## DIRECTIONS FOR THIS TASK
Filter the listing below, copying every line that contains the string "green". Case counts.

--- Start of SUPPLIED RECORDS ---

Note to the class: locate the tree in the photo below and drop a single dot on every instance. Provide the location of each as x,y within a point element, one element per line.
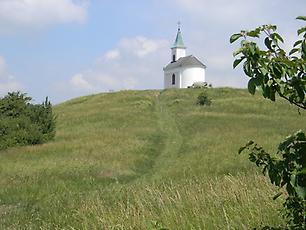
<point>278,73</point>
<point>23,123</point>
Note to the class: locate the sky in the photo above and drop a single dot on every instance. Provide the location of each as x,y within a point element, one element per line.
<point>69,48</point>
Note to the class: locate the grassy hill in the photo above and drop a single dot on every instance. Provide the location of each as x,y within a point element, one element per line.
<point>146,160</point>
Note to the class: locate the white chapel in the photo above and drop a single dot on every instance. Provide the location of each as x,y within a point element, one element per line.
<point>183,71</point>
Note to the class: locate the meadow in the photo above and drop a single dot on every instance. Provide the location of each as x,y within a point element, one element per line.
<point>148,160</point>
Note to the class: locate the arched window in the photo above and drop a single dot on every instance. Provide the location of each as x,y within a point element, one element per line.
<point>173,79</point>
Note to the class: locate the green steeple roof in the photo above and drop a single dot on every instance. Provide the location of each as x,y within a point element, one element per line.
<point>179,40</point>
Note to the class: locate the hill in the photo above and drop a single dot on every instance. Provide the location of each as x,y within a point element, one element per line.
<point>146,160</point>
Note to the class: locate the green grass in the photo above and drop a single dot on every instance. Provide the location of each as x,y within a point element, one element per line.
<point>146,160</point>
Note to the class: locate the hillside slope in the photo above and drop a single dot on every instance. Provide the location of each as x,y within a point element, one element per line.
<point>146,160</point>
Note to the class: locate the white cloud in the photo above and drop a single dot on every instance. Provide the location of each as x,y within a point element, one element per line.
<point>209,24</point>
<point>112,55</point>
<point>135,63</point>
<point>24,14</point>
<point>8,83</point>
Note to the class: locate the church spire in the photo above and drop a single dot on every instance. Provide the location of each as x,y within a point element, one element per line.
<point>179,39</point>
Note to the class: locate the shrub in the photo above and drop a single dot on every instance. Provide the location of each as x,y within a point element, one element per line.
<point>203,99</point>
<point>23,123</point>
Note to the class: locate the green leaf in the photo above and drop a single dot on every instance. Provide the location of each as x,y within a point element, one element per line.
<point>301,18</point>
<point>278,37</point>
<point>301,30</point>
<point>293,51</point>
<point>237,62</point>
<point>268,43</point>
<point>234,37</point>
<point>254,34</point>
<point>252,86</point>
<point>297,43</point>
<point>304,47</point>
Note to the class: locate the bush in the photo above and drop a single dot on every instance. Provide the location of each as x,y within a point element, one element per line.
<point>23,123</point>
<point>203,99</point>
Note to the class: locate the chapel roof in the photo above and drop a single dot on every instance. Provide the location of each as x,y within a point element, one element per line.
<point>189,61</point>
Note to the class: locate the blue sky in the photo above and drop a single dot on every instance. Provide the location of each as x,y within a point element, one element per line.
<point>68,48</point>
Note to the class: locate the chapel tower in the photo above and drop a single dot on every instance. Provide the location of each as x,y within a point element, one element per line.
<point>178,49</point>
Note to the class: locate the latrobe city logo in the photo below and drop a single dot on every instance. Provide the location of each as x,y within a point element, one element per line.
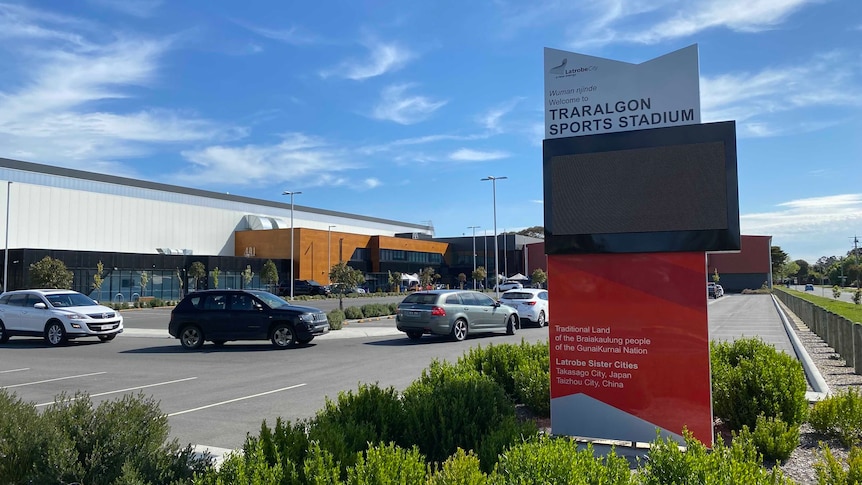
<point>563,71</point>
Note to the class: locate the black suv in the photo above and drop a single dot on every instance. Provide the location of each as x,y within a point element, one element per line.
<point>302,287</point>
<point>223,315</point>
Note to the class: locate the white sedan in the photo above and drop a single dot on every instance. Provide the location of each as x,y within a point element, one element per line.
<point>531,303</point>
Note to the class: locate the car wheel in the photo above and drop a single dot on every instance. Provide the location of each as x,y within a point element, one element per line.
<point>459,329</point>
<point>511,325</point>
<point>191,337</point>
<point>282,336</point>
<point>55,334</point>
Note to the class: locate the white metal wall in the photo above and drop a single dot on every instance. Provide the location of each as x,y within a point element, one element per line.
<point>49,217</point>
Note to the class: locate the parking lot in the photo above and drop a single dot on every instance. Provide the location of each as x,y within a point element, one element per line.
<point>215,396</point>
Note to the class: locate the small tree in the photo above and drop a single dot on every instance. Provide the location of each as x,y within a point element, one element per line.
<point>182,282</point>
<point>269,273</point>
<point>426,277</point>
<point>50,273</point>
<point>539,277</point>
<point>479,274</point>
<point>395,281</point>
<point>197,271</point>
<point>344,277</point>
<point>97,278</point>
<point>215,272</point>
<point>247,275</point>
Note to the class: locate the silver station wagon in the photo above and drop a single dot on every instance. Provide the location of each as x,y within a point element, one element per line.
<point>456,313</point>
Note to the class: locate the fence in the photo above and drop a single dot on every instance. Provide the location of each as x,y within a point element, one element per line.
<point>838,332</point>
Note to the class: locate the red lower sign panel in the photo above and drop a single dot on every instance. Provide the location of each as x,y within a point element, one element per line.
<point>629,346</point>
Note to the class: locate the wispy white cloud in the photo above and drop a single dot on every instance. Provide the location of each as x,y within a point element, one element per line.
<point>137,8</point>
<point>469,155</point>
<point>774,91</point>
<point>299,159</point>
<point>293,35</point>
<point>809,225</point>
<point>382,58</point>
<point>398,106</point>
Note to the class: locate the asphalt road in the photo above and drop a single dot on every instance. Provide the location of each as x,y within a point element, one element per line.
<point>215,396</point>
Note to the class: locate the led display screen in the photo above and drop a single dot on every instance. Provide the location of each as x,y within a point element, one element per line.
<point>660,190</point>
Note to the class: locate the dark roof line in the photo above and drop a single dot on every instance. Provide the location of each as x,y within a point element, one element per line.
<point>114,179</point>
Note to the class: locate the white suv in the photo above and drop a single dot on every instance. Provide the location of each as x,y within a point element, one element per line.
<point>57,316</point>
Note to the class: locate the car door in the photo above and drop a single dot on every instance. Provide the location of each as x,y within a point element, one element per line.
<point>247,318</point>
<point>495,315</point>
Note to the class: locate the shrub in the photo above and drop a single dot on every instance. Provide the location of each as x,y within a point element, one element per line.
<point>738,463</point>
<point>773,438</point>
<point>448,408</point>
<point>750,378</point>
<point>353,313</point>
<point>462,467</point>
<point>558,460</point>
<point>347,426</point>
<point>830,470</point>
<point>839,416</point>
<point>336,319</point>
<point>387,464</point>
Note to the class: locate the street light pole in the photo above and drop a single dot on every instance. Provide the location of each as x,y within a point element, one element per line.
<point>6,251</point>
<point>472,276</point>
<point>329,252</point>
<point>494,180</point>
<point>291,194</point>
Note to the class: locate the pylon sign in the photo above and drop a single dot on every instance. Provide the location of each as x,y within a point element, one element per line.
<point>586,95</point>
<point>636,191</point>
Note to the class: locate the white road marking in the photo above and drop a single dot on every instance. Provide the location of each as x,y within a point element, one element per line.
<point>235,400</point>
<point>123,390</point>
<point>13,370</point>
<point>52,380</point>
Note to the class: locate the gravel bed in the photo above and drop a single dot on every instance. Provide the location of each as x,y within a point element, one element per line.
<point>800,466</point>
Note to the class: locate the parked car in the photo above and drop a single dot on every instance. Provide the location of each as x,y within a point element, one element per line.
<point>220,316</point>
<point>57,316</point>
<point>509,285</point>
<point>531,304</point>
<point>303,287</point>
<point>456,313</point>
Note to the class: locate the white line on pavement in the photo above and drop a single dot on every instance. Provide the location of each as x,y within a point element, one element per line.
<point>13,370</point>
<point>52,380</point>
<point>235,400</point>
<point>123,390</point>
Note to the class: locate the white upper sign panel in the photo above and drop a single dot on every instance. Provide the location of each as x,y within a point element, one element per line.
<point>587,95</point>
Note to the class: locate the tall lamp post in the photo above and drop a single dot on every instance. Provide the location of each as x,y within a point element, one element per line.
<point>474,255</point>
<point>291,194</point>
<point>6,251</point>
<point>329,252</point>
<point>496,243</point>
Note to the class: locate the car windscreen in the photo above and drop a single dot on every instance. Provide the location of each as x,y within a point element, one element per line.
<point>62,300</point>
<point>422,298</point>
<point>271,300</point>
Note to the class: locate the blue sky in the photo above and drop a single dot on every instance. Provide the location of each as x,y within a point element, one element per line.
<point>398,109</point>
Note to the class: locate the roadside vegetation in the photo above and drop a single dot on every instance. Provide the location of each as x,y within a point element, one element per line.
<point>480,420</point>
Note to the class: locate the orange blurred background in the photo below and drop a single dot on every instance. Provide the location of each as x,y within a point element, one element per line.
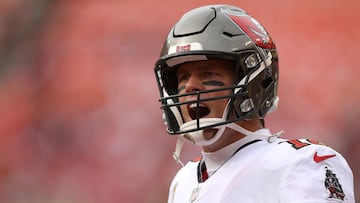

--- End of SUPPLIED RECORDS ---

## RESPONSE TO THE TASK
Note to the class: locate the green steeple roof in the photo above and drop a single dot on every instance. Provide the location of each as x,y within a point element, one element per line.
Note to the class: locate the green grass in the photo above and drop a single dot on every instance. Provide the location of each as x,y within a point element, one element per line.
Note to the class: locate the green leaf in the photo above and drop a single dot on every instance. Provide the location of each as x,y within a point element, one element per line.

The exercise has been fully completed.